> Bloc de texte:
========================================================================

Depuis qu’Elliotte Friedman a confirmé que le Canadien regarde activement le marché pour ajouter un centre, un nom domine les discussions : John Beecher. Boston l’a envoyé au ballottage, et dans un contexte où Montréal a perdu Alex Newhook et Kirby Dach presque coup sur coup, l’idée de réclamer un centre naturel de 6 pieds 3, 220 livres, capable de jouer en désavantage numérique et d’enchaîner les mises au jeu gagnées, a immédiatement allumé le débat.
Sur papier, Beecher coche plusieurs cases. Centre gaucher, ancien choix de première ronde, 54 % d’efficacité dans le cercle, capable de transporter la rondelle en zone adverse, habitué aux minutes compliquées, déjà utilisé dans des rôles défensifs importants… et même auteur d’un but en séries lorsqu’il a émergé brièvement avec Boston au printemps 2024.
À 900 000 $, il représente un risque minime, et le CH est objectivement dans une situation où il doit au moins regarder ce marché-là.
Et Friedman ne tourne pas autour du pot :
Le Canadien est bel et bien dans la course.
Plusieurs équipes vont appeler, plusieurs équipes cherchent un centre, l’ordre du ballotage joue peut-être contre Montréal. Rien n’empêche toutefois Kent Hughes de tenter le coup si Beecher glisse.
Mais il y a un détail qui dérange, un détail dont on ne parle jamais quand on résume Beecher à son gabarit.
Un joueur de 6’3, 220 livres… qui, dès qu’il droppe les gants, mange des droites comme un gars de 5’10 qui n’a jamais appris à se défendre.

========================================================================

(Entrées d'annotation par coordonnées)
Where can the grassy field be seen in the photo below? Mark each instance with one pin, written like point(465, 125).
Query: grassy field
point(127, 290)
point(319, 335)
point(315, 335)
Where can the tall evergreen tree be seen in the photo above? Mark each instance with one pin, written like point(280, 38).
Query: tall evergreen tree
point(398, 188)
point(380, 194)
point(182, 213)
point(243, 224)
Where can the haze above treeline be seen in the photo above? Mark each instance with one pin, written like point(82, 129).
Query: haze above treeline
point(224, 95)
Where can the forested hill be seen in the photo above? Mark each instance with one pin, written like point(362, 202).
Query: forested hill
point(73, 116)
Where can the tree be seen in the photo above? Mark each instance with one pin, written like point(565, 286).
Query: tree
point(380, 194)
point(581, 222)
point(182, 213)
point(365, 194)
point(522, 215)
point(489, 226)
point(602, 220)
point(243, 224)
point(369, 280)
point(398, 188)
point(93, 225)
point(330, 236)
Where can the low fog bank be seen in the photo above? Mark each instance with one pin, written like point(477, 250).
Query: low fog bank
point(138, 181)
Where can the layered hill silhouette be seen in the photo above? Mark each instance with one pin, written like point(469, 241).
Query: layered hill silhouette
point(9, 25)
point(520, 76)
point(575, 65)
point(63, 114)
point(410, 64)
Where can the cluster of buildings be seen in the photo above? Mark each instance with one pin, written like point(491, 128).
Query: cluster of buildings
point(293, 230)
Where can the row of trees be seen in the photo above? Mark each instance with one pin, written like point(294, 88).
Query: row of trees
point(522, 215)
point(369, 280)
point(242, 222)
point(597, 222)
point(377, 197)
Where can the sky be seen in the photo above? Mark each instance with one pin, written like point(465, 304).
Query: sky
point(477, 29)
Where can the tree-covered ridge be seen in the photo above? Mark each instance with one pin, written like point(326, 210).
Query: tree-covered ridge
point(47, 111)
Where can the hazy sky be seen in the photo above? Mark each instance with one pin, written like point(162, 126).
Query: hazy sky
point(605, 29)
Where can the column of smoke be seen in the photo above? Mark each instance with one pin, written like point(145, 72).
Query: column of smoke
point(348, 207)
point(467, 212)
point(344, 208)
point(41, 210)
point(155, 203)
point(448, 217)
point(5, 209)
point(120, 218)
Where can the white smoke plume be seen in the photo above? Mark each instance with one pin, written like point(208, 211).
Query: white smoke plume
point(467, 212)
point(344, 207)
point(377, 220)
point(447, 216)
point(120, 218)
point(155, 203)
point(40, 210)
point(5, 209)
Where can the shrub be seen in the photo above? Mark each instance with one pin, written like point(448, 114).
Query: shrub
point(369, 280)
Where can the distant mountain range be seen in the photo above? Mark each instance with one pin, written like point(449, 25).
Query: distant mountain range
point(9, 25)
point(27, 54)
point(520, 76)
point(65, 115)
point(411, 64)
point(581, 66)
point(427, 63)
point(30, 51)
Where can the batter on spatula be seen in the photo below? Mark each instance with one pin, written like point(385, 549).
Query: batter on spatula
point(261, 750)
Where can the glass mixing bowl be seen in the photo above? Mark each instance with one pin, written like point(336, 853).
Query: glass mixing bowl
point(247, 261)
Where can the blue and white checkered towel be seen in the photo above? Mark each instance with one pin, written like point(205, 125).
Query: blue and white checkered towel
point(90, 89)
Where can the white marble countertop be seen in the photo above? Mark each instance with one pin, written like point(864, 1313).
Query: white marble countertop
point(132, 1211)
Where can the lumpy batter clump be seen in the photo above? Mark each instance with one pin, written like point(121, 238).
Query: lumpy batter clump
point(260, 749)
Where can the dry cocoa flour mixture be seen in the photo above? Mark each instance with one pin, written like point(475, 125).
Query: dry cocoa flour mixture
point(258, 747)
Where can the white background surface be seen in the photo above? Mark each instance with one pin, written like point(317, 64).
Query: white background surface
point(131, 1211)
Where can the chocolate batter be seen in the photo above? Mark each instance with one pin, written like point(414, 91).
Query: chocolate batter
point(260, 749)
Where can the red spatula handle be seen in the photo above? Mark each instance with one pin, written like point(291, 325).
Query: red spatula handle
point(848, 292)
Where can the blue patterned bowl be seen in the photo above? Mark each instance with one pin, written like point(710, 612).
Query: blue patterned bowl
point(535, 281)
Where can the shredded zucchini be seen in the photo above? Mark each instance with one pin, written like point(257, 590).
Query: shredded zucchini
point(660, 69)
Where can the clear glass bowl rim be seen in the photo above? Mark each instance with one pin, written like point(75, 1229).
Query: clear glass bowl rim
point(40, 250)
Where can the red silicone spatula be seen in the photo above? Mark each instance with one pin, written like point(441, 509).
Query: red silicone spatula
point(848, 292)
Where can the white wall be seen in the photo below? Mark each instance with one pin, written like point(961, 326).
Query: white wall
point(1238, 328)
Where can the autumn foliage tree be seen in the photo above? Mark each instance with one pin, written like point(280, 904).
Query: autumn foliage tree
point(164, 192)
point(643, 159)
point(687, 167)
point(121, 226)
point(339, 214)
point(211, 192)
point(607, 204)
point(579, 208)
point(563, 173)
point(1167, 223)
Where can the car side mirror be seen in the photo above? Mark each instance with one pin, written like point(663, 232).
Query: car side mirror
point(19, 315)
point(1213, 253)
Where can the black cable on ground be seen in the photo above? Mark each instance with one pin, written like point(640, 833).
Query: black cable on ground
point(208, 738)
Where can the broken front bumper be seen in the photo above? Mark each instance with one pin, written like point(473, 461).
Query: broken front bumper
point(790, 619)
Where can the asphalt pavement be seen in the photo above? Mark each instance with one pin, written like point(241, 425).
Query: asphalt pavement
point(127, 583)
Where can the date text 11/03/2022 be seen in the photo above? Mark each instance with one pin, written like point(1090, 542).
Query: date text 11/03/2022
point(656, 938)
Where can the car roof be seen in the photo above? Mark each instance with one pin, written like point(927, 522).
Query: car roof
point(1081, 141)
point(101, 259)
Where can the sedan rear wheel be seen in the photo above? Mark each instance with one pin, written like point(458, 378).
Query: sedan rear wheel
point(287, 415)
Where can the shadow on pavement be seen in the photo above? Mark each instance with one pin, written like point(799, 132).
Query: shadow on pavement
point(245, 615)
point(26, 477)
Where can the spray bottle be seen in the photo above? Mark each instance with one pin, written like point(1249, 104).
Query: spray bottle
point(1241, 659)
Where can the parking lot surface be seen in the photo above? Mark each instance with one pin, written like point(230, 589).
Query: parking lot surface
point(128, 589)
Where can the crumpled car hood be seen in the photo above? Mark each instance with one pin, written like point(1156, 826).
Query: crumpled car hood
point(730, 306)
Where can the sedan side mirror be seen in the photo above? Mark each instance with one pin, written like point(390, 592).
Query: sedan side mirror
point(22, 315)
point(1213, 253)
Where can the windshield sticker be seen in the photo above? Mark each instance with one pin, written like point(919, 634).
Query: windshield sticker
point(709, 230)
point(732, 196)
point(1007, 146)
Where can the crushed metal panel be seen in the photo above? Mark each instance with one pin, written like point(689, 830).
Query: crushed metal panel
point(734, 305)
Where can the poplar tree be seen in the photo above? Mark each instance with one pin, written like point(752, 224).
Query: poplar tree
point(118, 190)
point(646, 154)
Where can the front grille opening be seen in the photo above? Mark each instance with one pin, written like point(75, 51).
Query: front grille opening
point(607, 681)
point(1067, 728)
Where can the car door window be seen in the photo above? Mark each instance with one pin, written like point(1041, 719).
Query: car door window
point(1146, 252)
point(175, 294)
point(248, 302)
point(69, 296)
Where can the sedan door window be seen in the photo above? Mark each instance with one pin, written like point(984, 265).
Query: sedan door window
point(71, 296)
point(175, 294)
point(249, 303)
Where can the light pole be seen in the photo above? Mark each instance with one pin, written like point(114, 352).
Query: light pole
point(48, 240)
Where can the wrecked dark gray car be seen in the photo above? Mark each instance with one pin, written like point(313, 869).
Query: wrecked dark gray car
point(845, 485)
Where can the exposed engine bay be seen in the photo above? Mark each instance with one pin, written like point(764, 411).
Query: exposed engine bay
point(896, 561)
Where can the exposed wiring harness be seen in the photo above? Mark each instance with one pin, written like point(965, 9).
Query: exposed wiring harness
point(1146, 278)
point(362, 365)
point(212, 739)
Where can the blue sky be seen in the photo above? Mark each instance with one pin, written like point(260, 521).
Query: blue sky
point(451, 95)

========================================================================

> Consigne écrite:
Dans le texte sur John Beecher, recopiez le passage allant de « Plusieurs équipes vont » jusqu'à « à son gabarit. » inclus, en remplaçant « détail » par « aspect ».

> Corrigé de l'exercice:
Plusieurs équipes vont appeler, plusieurs équipes cherchent un centre, l’ordre du ballotage joue peut-être contre Montréal. Rien n’empêche toutefois Kent Hughes de tenter le coup si Beecher glisse.
Mais il y a un aspect qui dérange, un aspect dont on ne parle jamais quand on résume Beecher à son gabarit.